> Text segment:
▬▬▬

With biting jokes and startling facts, Uwe Reinhardt, a professor of economics and public affairs at Princeton University, captivated an audience that included MSU President M. Peter McPherson.

Reinhardt was speaking at the annual Michigan Health Policy Forum, held Monday at the Kellogg Center.

The forum is an organization made up between the colleges of Human Medicine, Nursing and Osteopathic Medicine.

The group began 15 years ago to discuss health issues among local authorities. Today, national speakers come to discuss topics with members, who include various people in the health and medical community.

Reinhardt, who is considered a leading authority on the business of health care, spoke on the topic “Health Care in the New Millennium: Who Will Manage It?”

In the future, he said, health care facilities should look to pay nurses much more money for the work they do, public officials should allocate money for information to help doctors keep up with evolving practices and make medications more accessible to the elderly.

“I tend to think of the health care system as a huge elephant, lumbering down the jungle path, basically with a mind of its own,” he said. “And you have policy-makers, these little people at the bottom, beating the legs of the elephant with sticks saying ‘I want you to move to the left,’ or ‘Now,’ or ‘Move to the right.’”

Reinhardt said there is a difference in health care today vs. 20 years ago. In the past, he said, patients and their physicians managed the health care received by patients jointly without any external constraints on their decisions, other than medical practice acts.

“You go to the doctor, you make it to the hospital and you go either home, to heaven or hell,” he said.

▬▬▬

Spatial localization records:
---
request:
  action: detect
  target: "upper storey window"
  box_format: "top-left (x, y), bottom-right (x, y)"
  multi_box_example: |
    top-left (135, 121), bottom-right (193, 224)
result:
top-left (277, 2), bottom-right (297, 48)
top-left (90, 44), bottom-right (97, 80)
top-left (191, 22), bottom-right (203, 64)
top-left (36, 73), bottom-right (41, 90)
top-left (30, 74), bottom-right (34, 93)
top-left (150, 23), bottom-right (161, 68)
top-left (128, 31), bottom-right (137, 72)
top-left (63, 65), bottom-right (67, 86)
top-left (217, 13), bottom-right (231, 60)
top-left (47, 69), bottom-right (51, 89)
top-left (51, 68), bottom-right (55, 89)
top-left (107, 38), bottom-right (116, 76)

▬▬▬

> Instructions for the task: Carry on the article about Uwe Reinhardt's talk at the Michigan Health Policy Forum, starting after its final quoted line.

> Answer section:
In the early 1990s, he said, “managed care” hit the health care system with a two-by-four. The theory behind managed care called for distinct health plans that would serve the entire population, he said.

“Only the physician and his or her patient should decide how to treat a particular illness,” he said.

Reinhardt said while most ill health is due to people’s lifestyles and managing health is very important, there are other factors.

“What you do today can really hurt you when you’re 40,” he said. “But the other thing is, ask to what extent this is a community and to what extent are you just all on your own?”

McPherson told the audience he was interested in Reinhardt’s comments on nurses.

“We should pay nurses more. I think it is going to come, but we better be prepared as we pay nurses more to give them more authority,” he said. “The way to justify higher salaries is to in fact have more value added by the nursing services.”

David Nerenz, director of health care studies for MSU’s Institute for Managed Care, said he was left with the question of who is going to take up the management of health care in the future.

“There may be no clear answer to who will be managing care; there are a number of choices and none of them are perfect,” he said.